----- Supplied text -----

A recommended approach would be to convert the XY coordinates to Latitude/Longitude format. The transformation of XY coordinates to geographic coordinates might involve rotation, scaling and possibly flipping of the coordinates (if your problem allows it). This transformation process is coupled with optimization objectives as per your problem needs.
Some examples of the optimization objectives are listed below:
  • Minimize the total sum of distances between matched points (minimum aggregate distance)
  • Minimize the maximum distance between any matched pair (minimax objective)
This would become computationaly expensive and wouldn't be trivial to solve.
However if the XY data lies in the same coordinate system as the Latitude and Longitude, then this problem can be solved with a simple brute-force solution. I am assuming the X and Y are longitudes and latitudes respectively. Also, for calculating distance between two points, I have used Euclidean distance which might be good approximation for shorter distances, but to get the exact distance use haversine distance.
The below code implements a nearest neighbor search where for each point in the XY dataset, it finds the closest point in the Latitude-Longitude grid by computing distances to all grid points and selecting the minimum
load('rough_dat.mat'); % Contains Lat, Lon, rough
load('data_dat.mat'); % Contains x, y, ep
% Pre-allocate arrays to store results
n_points = length(x);
nearest_rough = zeros(n_points, 1);
nearest_lat = zeros(n_points, 1);
nearest_lon = zeros(n_points, 1);
% For each point in XY
for i = 1:n_points
min_dist = Inf;
% Compare with each point in Latitude - Longitude grid
for j = 1:length(Lat)
for k = 1:length(Lon)
% Calculate distance using Euclidean formula
dist = sqrt((x(i) - Lon(k))^2 + (y(i) - Lat(j))^2);
if dist < min_dist
min_dist = dist;
nearest_rough(i) = rough(j,k);
nearest_lat(i) = Lat(j);
nearest_lon(i) = Lon(k);
end
end
end
end
results = table(x, y, ep, nearest_rough, nearest_lat, nearest_lon, ...
'VariableNames', {'X', 'Y', 'EP', 'Rough', 'Latitude', 'Longitude'});
disp(results);
Hope this helps!
  2 Kommentare
Adi Purwandana
Adi Purwandana am 12 Nov. 2024 um 12:43
Excellent! Thank you @Madheswaran, that's really helping!

-----

[What to work on]
1. Pull out the stretch from "Some examples of" through "trivial to solve." in the coordinate-matching answer, word for word.
2. According to the coordinate-matching answer, which distance should be used to get the exact distance between two points?

----- Listed entries -----

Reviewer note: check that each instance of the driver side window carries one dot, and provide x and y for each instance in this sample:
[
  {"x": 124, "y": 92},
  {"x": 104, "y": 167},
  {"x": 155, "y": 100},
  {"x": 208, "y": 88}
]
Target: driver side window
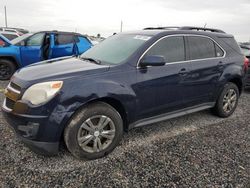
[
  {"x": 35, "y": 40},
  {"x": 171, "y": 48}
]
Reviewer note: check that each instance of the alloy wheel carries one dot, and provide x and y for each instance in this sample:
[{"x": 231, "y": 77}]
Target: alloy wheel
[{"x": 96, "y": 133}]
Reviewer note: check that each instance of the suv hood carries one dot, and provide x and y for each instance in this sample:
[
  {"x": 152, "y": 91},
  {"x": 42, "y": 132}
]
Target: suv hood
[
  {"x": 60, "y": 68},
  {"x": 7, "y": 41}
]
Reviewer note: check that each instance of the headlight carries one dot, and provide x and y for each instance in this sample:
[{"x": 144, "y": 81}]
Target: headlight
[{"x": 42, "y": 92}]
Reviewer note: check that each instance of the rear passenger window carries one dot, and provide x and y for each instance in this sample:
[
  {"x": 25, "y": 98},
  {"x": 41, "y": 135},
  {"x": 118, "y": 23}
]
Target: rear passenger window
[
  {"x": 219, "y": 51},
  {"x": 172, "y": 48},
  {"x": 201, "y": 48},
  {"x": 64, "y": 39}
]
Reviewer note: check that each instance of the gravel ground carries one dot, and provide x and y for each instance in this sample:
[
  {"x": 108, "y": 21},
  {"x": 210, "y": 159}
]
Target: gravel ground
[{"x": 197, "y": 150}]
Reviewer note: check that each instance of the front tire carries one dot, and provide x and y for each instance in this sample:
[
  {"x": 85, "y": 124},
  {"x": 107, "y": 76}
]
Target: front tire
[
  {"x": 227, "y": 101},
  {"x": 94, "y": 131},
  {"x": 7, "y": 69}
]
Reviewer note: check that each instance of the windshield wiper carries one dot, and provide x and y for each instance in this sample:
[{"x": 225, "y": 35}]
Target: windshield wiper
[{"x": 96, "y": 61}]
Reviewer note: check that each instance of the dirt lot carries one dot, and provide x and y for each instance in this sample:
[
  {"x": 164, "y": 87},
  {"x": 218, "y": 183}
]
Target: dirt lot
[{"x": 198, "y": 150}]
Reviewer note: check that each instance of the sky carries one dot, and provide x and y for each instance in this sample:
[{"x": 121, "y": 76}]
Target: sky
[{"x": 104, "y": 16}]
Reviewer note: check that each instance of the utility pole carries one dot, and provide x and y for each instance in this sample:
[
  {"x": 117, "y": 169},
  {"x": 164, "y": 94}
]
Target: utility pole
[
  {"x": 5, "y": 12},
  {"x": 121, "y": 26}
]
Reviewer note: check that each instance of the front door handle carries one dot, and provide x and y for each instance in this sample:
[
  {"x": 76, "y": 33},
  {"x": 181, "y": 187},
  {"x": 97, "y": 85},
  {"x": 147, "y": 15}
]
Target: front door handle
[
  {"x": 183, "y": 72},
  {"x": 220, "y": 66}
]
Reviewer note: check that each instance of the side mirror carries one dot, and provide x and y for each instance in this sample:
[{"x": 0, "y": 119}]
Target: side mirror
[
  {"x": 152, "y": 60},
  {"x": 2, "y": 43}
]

-----

[In response]
1.
Some examples of the optimization objectives are listed below:
  • Minimize the total sum of distances between matched points (minimum aggregate distance)
  • Minimize the maximum distance between any matched pair (minimax objective)
This would become computationaly expensive and wouldn't be trivial to solve.

2. Haversine distance.